**WORK INSTRUCTIONS**
Your answer must be the lines from the one holding "Target: white folding chair" through the final line of the entries below, copied exactly, with no pictures.

[[ INFORMATION, beginning ]]

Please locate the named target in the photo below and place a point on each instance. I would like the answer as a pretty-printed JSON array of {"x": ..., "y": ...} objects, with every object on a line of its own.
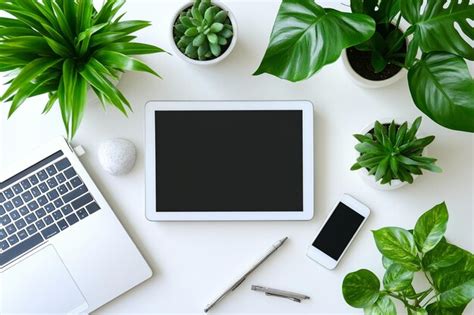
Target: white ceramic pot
[
  {"x": 370, "y": 179},
  {"x": 211, "y": 61},
  {"x": 366, "y": 83}
]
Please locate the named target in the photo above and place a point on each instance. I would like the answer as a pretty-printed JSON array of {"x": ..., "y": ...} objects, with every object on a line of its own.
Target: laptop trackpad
[{"x": 41, "y": 284}]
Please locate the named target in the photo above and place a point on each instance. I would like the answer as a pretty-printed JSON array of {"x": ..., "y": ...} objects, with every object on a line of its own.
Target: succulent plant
[
  {"x": 203, "y": 31},
  {"x": 393, "y": 152}
]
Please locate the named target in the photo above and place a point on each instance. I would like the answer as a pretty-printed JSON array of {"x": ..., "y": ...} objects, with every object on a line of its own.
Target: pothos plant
[
  {"x": 63, "y": 48},
  {"x": 306, "y": 37},
  {"x": 448, "y": 270}
]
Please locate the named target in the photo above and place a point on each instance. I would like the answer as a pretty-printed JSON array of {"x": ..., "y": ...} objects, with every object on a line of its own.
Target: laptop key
[
  {"x": 9, "y": 193},
  {"x": 31, "y": 229},
  {"x": 40, "y": 213},
  {"x": 33, "y": 179},
  {"x": 40, "y": 224},
  {"x": 66, "y": 209},
  {"x": 64, "y": 163},
  {"x": 24, "y": 210},
  {"x": 5, "y": 220},
  {"x": 71, "y": 219},
  {"x": 27, "y": 196},
  {"x": 22, "y": 234},
  {"x": 11, "y": 229},
  {"x": 17, "y": 201},
  {"x": 48, "y": 220},
  {"x": 82, "y": 201},
  {"x": 57, "y": 215},
  {"x": 17, "y": 189},
  {"x": 70, "y": 172},
  {"x": 33, "y": 205},
  {"x": 8, "y": 206},
  {"x": 25, "y": 184},
  {"x": 53, "y": 194},
  {"x": 76, "y": 181},
  {"x": 63, "y": 225},
  {"x": 82, "y": 213},
  {"x": 15, "y": 215},
  {"x": 60, "y": 178},
  {"x": 74, "y": 194},
  {"x": 30, "y": 218},
  {"x": 50, "y": 231},
  {"x": 35, "y": 191},
  {"x": 4, "y": 245},
  {"x": 42, "y": 175},
  {"x": 20, "y": 224},
  {"x": 14, "y": 252},
  {"x": 13, "y": 240},
  {"x": 43, "y": 187}
]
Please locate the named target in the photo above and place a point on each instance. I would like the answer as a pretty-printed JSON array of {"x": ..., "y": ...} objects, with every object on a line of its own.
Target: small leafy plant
[
  {"x": 306, "y": 37},
  {"x": 448, "y": 269},
  {"x": 64, "y": 47},
  {"x": 394, "y": 152},
  {"x": 203, "y": 31}
]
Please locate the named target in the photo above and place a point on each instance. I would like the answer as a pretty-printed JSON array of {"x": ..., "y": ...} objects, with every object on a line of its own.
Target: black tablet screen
[{"x": 229, "y": 160}]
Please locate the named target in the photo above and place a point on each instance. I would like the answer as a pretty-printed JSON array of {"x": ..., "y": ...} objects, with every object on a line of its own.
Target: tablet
[{"x": 236, "y": 160}]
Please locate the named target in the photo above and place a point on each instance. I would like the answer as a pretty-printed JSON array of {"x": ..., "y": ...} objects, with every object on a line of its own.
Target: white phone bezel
[
  {"x": 321, "y": 257},
  {"x": 308, "y": 160}
]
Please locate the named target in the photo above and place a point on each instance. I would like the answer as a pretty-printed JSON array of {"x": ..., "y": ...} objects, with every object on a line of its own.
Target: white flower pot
[
  {"x": 211, "y": 61},
  {"x": 366, "y": 83},
  {"x": 370, "y": 179}
]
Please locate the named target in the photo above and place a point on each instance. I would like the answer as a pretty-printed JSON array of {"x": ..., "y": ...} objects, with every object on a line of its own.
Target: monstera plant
[
  {"x": 447, "y": 268},
  {"x": 64, "y": 48},
  {"x": 306, "y": 37}
]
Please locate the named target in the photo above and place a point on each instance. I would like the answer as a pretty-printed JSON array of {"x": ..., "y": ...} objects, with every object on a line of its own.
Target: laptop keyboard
[{"x": 39, "y": 203}]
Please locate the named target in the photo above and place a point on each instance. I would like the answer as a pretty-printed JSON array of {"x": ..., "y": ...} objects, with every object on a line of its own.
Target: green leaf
[
  {"x": 397, "y": 278},
  {"x": 442, "y": 256},
  {"x": 430, "y": 228},
  {"x": 383, "y": 306},
  {"x": 442, "y": 88},
  {"x": 307, "y": 37},
  {"x": 361, "y": 288},
  {"x": 398, "y": 245},
  {"x": 28, "y": 73},
  {"x": 435, "y": 25},
  {"x": 457, "y": 289}
]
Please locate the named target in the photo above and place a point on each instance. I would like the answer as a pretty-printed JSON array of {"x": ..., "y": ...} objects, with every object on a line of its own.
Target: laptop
[{"x": 62, "y": 249}]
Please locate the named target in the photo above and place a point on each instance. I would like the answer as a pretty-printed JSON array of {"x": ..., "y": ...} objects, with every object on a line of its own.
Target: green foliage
[
  {"x": 306, "y": 37},
  {"x": 203, "y": 31},
  {"x": 63, "y": 48},
  {"x": 449, "y": 271},
  {"x": 394, "y": 152}
]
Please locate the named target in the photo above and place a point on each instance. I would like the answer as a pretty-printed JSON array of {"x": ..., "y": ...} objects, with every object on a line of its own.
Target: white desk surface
[{"x": 192, "y": 262}]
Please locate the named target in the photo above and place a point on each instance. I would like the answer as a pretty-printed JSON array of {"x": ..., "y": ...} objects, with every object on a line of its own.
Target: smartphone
[{"x": 338, "y": 231}]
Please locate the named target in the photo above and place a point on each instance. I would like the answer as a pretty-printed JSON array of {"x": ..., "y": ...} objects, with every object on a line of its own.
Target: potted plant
[
  {"x": 306, "y": 37},
  {"x": 390, "y": 154},
  {"x": 204, "y": 32},
  {"x": 66, "y": 48},
  {"x": 448, "y": 269}
]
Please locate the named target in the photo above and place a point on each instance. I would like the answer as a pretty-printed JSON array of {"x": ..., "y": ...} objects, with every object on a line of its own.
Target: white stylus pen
[{"x": 242, "y": 279}]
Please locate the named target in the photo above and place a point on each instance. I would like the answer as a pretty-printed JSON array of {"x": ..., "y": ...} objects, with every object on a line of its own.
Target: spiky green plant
[
  {"x": 203, "y": 31},
  {"x": 63, "y": 47},
  {"x": 394, "y": 152}
]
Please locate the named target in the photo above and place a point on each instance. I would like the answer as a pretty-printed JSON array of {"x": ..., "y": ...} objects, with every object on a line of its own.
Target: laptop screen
[{"x": 229, "y": 160}]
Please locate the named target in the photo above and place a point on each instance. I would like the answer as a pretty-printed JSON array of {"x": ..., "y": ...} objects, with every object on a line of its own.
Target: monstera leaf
[
  {"x": 434, "y": 26},
  {"x": 442, "y": 88},
  {"x": 307, "y": 37}
]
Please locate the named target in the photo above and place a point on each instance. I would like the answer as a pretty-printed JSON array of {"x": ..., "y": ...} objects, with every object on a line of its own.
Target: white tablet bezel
[{"x": 308, "y": 161}]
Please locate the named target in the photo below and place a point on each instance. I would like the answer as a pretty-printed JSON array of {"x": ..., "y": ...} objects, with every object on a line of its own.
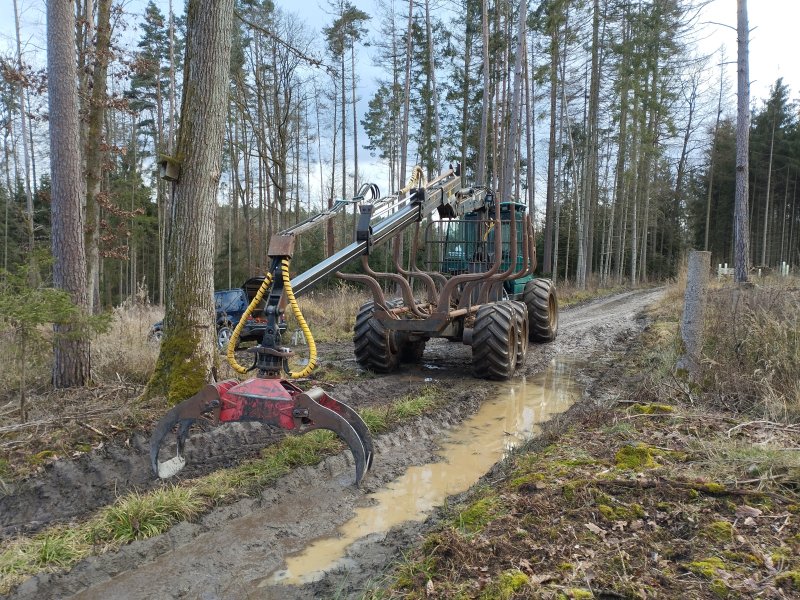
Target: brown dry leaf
[
  {"x": 429, "y": 588},
  {"x": 747, "y": 511},
  {"x": 595, "y": 529}
]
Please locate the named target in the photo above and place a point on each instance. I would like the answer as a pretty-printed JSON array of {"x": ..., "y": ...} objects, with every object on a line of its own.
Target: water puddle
[{"x": 467, "y": 453}]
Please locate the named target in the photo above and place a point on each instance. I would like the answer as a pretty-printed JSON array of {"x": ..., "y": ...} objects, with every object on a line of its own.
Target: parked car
[{"x": 230, "y": 306}]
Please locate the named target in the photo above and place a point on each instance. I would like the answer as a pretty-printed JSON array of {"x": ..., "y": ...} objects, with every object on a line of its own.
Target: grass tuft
[{"x": 140, "y": 516}]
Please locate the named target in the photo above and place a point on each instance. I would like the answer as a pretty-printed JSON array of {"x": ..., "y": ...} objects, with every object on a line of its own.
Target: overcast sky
[{"x": 774, "y": 45}]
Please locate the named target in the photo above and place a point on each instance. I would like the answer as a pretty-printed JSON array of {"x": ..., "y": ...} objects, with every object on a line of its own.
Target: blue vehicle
[{"x": 230, "y": 306}]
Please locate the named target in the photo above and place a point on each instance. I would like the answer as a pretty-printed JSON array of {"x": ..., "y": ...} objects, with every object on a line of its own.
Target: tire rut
[{"x": 230, "y": 548}]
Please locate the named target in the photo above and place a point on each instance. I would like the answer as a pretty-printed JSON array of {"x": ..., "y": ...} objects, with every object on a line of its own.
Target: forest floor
[{"x": 637, "y": 490}]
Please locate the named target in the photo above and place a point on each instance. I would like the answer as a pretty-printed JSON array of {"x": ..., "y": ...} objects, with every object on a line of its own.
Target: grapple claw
[
  {"x": 274, "y": 402},
  {"x": 326, "y": 413},
  {"x": 183, "y": 415}
]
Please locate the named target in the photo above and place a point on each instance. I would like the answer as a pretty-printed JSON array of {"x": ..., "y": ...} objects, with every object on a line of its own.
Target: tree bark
[
  {"x": 741, "y": 223},
  {"x": 188, "y": 349},
  {"x": 72, "y": 359},
  {"x": 33, "y": 273},
  {"x": 95, "y": 154},
  {"x": 548, "y": 259},
  {"x": 480, "y": 175}
]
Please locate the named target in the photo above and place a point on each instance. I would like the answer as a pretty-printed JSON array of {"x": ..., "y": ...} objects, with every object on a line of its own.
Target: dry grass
[
  {"x": 569, "y": 293},
  {"x": 124, "y": 353},
  {"x": 752, "y": 350},
  {"x": 331, "y": 314}
]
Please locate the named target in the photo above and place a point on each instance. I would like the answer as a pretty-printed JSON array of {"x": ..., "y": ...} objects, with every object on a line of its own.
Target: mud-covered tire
[
  {"x": 494, "y": 341},
  {"x": 376, "y": 347},
  {"x": 542, "y": 303},
  {"x": 522, "y": 330}
]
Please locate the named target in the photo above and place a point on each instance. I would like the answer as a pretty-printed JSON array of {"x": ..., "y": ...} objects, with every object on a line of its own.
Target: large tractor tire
[
  {"x": 522, "y": 330},
  {"x": 376, "y": 347},
  {"x": 542, "y": 302},
  {"x": 494, "y": 341}
]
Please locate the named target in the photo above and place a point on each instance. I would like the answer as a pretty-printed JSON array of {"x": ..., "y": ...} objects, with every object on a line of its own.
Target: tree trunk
[
  {"x": 740, "y": 217},
  {"x": 764, "y": 255},
  {"x": 95, "y": 154},
  {"x": 435, "y": 95},
  {"x": 480, "y": 175},
  {"x": 188, "y": 349},
  {"x": 33, "y": 274},
  {"x": 512, "y": 135},
  {"x": 548, "y": 259},
  {"x": 72, "y": 361}
]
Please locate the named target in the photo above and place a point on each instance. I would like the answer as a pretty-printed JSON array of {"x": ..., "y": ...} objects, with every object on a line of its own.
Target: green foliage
[
  {"x": 508, "y": 584},
  {"x": 480, "y": 513},
  {"x": 26, "y": 307},
  {"x": 636, "y": 457}
]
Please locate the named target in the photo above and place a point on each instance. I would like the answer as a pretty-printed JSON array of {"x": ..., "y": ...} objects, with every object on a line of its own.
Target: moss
[
  {"x": 526, "y": 483},
  {"x": 619, "y": 512},
  {"x": 508, "y": 584},
  {"x": 707, "y": 567},
  {"x": 651, "y": 409},
  {"x": 711, "y": 488},
  {"x": 780, "y": 557},
  {"x": 569, "y": 491},
  {"x": 719, "y": 588},
  {"x": 42, "y": 456},
  {"x": 719, "y": 531},
  {"x": 742, "y": 557},
  {"x": 478, "y": 514},
  {"x": 608, "y": 513},
  {"x": 635, "y": 457},
  {"x": 789, "y": 580}
]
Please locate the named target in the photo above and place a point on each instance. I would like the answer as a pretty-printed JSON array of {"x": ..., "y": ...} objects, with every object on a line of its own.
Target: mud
[{"x": 227, "y": 552}]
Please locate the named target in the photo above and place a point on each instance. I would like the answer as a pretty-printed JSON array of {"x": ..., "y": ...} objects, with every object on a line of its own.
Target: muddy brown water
[
  {"x": 234, "y": 548},
  {"x": 468, "y": 451}
]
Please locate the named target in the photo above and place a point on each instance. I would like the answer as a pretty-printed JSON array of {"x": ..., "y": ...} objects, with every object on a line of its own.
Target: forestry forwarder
[{"x": 478, "y": 281}]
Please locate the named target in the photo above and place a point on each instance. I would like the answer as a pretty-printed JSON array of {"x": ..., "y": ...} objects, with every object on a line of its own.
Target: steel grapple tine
[
  {"x": 183, "y": 415},
  {"x": 326, "y": 413}
]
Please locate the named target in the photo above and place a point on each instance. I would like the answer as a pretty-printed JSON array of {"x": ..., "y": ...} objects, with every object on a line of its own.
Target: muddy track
[{"x": 229, "y": 552}]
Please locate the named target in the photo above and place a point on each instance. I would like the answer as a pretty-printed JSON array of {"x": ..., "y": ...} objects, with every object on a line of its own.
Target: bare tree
[
  {"x": 72, "y": 361},
  {"x": 741, "y": 259}
]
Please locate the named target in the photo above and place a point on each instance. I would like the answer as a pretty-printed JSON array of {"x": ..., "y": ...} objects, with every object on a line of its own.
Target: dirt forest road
[{"x": 231, "y": 552}]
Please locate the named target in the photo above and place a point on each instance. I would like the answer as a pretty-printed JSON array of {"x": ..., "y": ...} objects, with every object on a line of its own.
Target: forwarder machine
[{"x": 469, "y": 279}]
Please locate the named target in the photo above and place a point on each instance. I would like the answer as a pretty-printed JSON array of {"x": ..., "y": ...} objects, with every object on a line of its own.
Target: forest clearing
[
  {"x": 233, "y": 368},
  {"x": 647, "y": 486}
]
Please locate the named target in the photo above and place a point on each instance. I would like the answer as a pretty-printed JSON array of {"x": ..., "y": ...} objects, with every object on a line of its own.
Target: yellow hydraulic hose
[
  {"x": 417, "y": 176},
  {"x": 312, "y": 346},
  {"x": 235, "y": 336}
]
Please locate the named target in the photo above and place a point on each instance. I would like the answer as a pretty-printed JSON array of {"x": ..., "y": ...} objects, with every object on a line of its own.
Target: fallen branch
[{"x": 766, "y": 425}]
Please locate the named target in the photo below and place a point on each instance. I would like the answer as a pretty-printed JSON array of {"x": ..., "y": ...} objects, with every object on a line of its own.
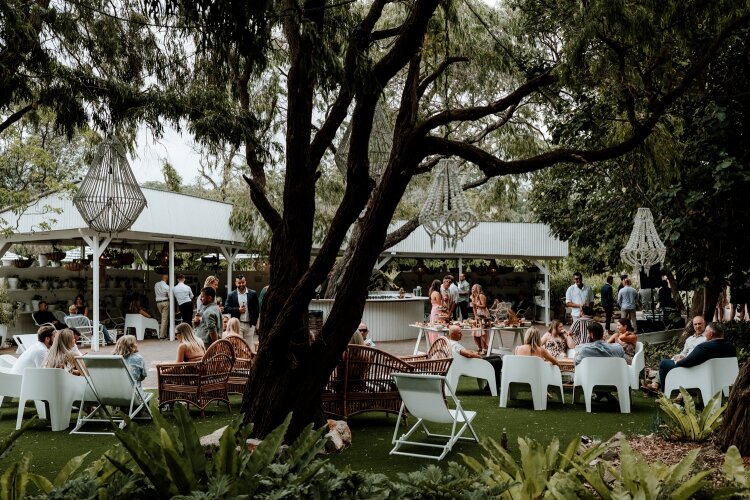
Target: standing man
[
  {"x": 161, "y": 295},
  {"x": 608, "y": 302},
  {"x": 242, "y": 303},
  {"x": 208, "y": 327},
  {"x": 627, "y": 298},
  {"x": 183, "y": 294},
  {"x": 578, "y": 295},
  {"x": 449, "y": 291},
  {"x": 464, "y": 290}
]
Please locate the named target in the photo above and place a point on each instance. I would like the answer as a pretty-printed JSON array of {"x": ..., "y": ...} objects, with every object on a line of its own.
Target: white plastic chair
[
  {"x": 57, "y": 388},
  {"x": 471, "y": 367},
  {"x": 531, "y": 371},
  {"x": 140, "y": 324},
  {"x": 25, "y": 341},
  {"x": 637, "y": 366},
  {"x": 112, "y": 384},
  {"x": 85, "y": 328},
  {"x": 7, "y": 360},
  {"x": 422, "y": 396},
  {"x": 612, "y": 372},
  {"x": 714, "y": 375}
]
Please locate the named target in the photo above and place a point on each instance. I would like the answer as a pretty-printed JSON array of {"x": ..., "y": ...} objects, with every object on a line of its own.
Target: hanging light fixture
[
  {"x": 447, "y": 213},
  {"x": 379, "y": 147},
  {"x": 644, "y": 248},
  {"x": 109, "y": 198}
]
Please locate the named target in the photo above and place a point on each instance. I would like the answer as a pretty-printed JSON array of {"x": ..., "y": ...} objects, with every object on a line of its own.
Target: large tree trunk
[{"x": 737, "y": 415}]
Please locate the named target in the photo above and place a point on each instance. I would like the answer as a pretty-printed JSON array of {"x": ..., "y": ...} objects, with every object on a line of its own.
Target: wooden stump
[{"x": 737, "y": 415}]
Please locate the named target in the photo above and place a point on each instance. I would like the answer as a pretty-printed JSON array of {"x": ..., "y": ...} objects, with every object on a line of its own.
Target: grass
[{"x": 372, "y": 432}]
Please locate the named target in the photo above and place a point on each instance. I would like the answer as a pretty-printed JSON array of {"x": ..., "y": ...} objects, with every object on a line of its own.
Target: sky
[{"x": 173, "y": 146}]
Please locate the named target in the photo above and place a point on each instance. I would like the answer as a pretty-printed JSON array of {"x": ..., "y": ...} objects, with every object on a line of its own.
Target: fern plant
[
  {"x": 638, "y": 479},
  {"x": 686, "y": 423},
  {"x": 543, "y": 471}
]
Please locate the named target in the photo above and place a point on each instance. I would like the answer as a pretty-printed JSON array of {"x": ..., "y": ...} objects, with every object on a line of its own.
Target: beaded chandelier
[
  {"x": 109, "y": 198},
  {"x": 447, "y": 213},
  {"x": 379, "y": 150},
  {"x": 644, "y": 248}
]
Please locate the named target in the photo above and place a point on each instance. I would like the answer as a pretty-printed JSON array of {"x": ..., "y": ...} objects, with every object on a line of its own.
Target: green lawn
[{"x": 371, "y": 433}]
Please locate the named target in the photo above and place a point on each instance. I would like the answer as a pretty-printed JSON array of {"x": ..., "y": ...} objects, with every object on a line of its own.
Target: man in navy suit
[
  {"x": 242, "y": 303},
  {"x": 715, "y": 346}
]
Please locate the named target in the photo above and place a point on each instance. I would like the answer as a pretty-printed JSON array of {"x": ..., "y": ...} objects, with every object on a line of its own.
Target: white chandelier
[
  {"x": 447, "y": 213},
  {"x": 109, "y": 198},
  {"x": 644, "y": 248}
]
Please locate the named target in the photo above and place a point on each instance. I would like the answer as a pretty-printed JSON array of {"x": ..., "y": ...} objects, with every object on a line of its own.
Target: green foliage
[
  {"x": 636, "y": 478},
  {"x": 686, "y": 423},
  {"x": 543, "y": 470}
]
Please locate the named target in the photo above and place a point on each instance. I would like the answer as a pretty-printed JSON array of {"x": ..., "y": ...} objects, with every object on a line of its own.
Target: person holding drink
[{"x": 242, "y": 303}]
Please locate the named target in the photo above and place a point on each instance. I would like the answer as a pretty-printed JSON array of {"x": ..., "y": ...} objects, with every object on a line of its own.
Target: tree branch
[
  {"x": 440, "y": 70},
  {"x": 477, "y": 112}
]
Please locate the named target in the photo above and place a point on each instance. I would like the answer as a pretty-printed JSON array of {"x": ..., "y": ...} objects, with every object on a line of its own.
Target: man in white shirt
[
  {"x": 183, "y": 294},
  {"x": 161, "y": 294},
  {"x": 33, "y": 356},
  {"x": 464, "y": 290},
  {"x": 578, "y": 295}
]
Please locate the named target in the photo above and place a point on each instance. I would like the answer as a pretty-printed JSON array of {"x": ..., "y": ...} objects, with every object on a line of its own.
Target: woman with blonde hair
[
  {"x": 558, "y": 340},
  {"x": 127, "y": 347},
  {"x": 532, "y": 346},
  {"x": 61, "y": 354},
  {"x": 191, "y": 347},
  {"x": 479, "y": 305},
  {"x": 233, "y": 328}
]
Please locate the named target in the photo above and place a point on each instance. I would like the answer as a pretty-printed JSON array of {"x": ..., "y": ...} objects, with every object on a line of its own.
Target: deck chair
[
  {"x": 110, "y": 380},
  {"x": 422, "y": 396},
  {"x": 85, "y": 328}
]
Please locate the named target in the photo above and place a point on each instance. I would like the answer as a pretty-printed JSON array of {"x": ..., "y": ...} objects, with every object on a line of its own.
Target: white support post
[
  {"x": 171, "y": 290},
  {"x": 98, "y": 245},
  {"x": 382, "y": 262},
  {"x": 544, "y": 267}
]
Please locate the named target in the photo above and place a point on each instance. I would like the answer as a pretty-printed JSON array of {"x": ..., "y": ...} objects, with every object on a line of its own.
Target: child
[{"x": 128, "y": 349}]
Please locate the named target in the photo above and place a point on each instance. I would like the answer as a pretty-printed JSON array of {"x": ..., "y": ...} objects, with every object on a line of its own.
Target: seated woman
[
  {"x": 127, "y": 347},
  {"x": 532, "y": 347},
  {"x": 136, "y": 308},
  {"x": 191, "y": 347},
  {"x": 558, "y": 340},
  {"x": 61, "y": 354},
  {"x": 232, "y": 328},
  {"x": 626, "y": 337}
]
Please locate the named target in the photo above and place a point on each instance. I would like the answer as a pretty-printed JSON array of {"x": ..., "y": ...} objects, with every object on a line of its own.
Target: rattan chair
[
  {"x": 243, "y": 361},
  {"x": 199, "y": 382},
  {"x": 362, "y": 381}
]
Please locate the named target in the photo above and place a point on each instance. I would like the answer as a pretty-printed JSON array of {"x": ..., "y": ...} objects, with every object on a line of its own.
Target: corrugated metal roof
[
  {"x": 167, "y": 214},
  {"x": 495, "y": 240}
]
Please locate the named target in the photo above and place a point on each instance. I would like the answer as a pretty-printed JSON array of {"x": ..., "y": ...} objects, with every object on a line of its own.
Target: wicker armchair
[
  {"x": 199, "y": 382},
  {"x": 362, "y": 381},
  {"x": 441, "y": 348},
  {"x": 243, "y": 361}
]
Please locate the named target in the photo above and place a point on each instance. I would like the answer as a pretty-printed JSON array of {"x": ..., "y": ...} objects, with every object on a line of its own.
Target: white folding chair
[
  {"x": 422, "y": 396},
  {"x": 7, "y": 360},
  {"x": 25, "y": 341},
  {"x": 140, "y": 324},
  {"x": 112, "y": 384},
  {"x": 85, "y": 328},
  {"x": 471, "y": 367},
  {"x": 57, "y": 388},
  {"x": 531, "y": 371},
  {"x": 609, "y": 372},
  {"x": 709, "y": 377}
]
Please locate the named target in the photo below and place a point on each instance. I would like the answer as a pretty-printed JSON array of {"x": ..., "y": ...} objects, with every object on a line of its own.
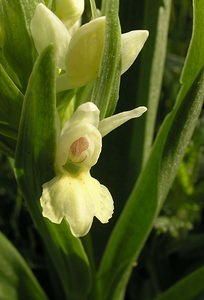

[[ INFORMATION, end ]]

**WRITTEN SOLUTION**
Target: white folding chair
[
  {"x": 422, "y": 396},
  {"x": 7, "y": 360},
  {"x": 25, "y": 341},
  {"x": 140, "y": 324},
  {"x": 112, "y": 384},
  {"x": 85, "y": 328},
  {"x": 471, "y": 367},
  {"x": 57, "y": 388},
  {"x": 531, "y": 371},
  {"x": 609, "y": 372},
  {"x": 709, "y": 377}
]
Please locate the named target in the photo below and place a point on each instance. I would like the answer as a pretty-printed JSON array of {"x": ..., "y": ...} objects, with every object on a line of its own.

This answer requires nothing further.